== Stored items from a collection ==

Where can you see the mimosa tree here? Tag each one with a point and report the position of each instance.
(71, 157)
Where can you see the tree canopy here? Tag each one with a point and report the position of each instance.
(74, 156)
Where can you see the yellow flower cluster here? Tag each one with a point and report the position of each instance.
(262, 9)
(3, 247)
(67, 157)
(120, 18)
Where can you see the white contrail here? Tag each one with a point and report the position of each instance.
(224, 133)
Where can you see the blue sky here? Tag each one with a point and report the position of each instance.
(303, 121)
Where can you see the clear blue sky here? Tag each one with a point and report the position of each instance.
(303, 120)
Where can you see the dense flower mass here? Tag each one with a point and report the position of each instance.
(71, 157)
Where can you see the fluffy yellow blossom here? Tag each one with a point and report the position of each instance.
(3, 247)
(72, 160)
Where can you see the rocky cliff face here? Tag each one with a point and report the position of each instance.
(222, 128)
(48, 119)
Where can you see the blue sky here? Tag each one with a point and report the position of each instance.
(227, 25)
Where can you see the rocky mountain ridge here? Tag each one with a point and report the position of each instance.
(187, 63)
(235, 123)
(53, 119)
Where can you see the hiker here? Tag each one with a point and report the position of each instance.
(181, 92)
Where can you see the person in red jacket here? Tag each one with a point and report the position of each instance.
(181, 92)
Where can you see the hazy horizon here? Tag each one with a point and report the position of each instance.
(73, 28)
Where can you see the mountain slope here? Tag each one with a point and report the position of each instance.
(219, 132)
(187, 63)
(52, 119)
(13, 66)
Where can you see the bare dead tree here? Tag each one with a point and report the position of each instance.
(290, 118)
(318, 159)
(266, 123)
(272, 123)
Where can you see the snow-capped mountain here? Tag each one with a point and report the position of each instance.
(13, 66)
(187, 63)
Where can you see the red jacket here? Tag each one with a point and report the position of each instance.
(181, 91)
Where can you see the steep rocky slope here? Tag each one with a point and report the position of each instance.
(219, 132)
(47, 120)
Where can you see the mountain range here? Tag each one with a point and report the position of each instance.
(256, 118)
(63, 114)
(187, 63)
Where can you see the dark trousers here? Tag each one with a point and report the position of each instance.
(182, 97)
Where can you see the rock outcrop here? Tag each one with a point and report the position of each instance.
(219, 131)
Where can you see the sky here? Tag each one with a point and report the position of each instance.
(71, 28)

== DIRECTIONS ==
For this exercise, all the data must be repeated exactly.

== FINISHED TASK ==
Where can you see the mimosa tree here? Tag each one with a point and report the position of each instance.
(71, 157)
Where can you see the tree canopy here? Tag each one with a point and report the position of each instance.
(74, 156)
Where can you see the yellow flower cluster here? Tag each one with a point and report the position of each instance.
(262, 9)
(3, 247)
(67, 157)
(120, 18)
Where can you see the white contrail here? Tag each one with a point and report the position of each instance.
(224, 133)
Where can you see the blue sky here? Tag each one with a point and report the position of each instance.
(303, 121)
Where can you see the clear blue sky here? Tag each one with a point and report the position of each instance.
(303, 120)
Where can you see the dense flower mass here? Tag each one with a point and report the position of each instance.
(71, 157)
Where can you see the fluffy yellow blossom here? Tag each one with a point and report the position of each instance.
(3, 247)
(72, 160)
Where can you see the rocky cliff face here? Tag each one with a point and report the position of each instance.
(222, 128)
(48, 119)
Where can you see the blue sky here? Tag each one with a point and report the position of each instance.
(227, 25)
Where can you see the rocky mountain ridge here? Tag each one with a point and report the position of each instance.
(187, 63)
(235, 123)
(53, 119)
Where can you see the hiker here? Tag each one with a point and report the position of each instance.
(181, 92)
Where can you see the person in red jacket here? Tag each one with a point and report the position of each instance.
(181, 92)
Where can you see the hazy horizon here? Tag each one with a point and report the position of each instance.
(73, 28)
Where can you see the mountain slope here? Tag each one with a point and report the position of each instance.
(219, 132)
(187, 63)
(52, 119)
(13, 66)
Where can you see the bare dead tree here? Tag each one with a point and report the position of each instance.
(290, 118)
(318, 159)
(266, 123)
(272, 123)
Where can you see the snow-capped mountain here? Tag each one with a point and report the position of each instance.
(13, 66)
(187, 63)
Where can you see the red jacket here? Tag each one with a point and report the position of each instance.
(181, 91)
Where can you see the steep rocky slope here? Tag each one with a point and report the position of each instance.
(219, 132)
(47, 120)
Where can you see the mountain range here? Tag each one with a point and report the position of each instance.
(256, 118)
(63, 114)
(187, 63)
Where can you see the dark trousers here? Tag each one with a point and report the position of each instance.
(182, 97)
Where can you see the rock outcrop here? Tag each one with a point and report the position of each instance.
(219, 131)
Where can you see the sky here? Tag each one with a point and report the position of each instance.
(71, 28)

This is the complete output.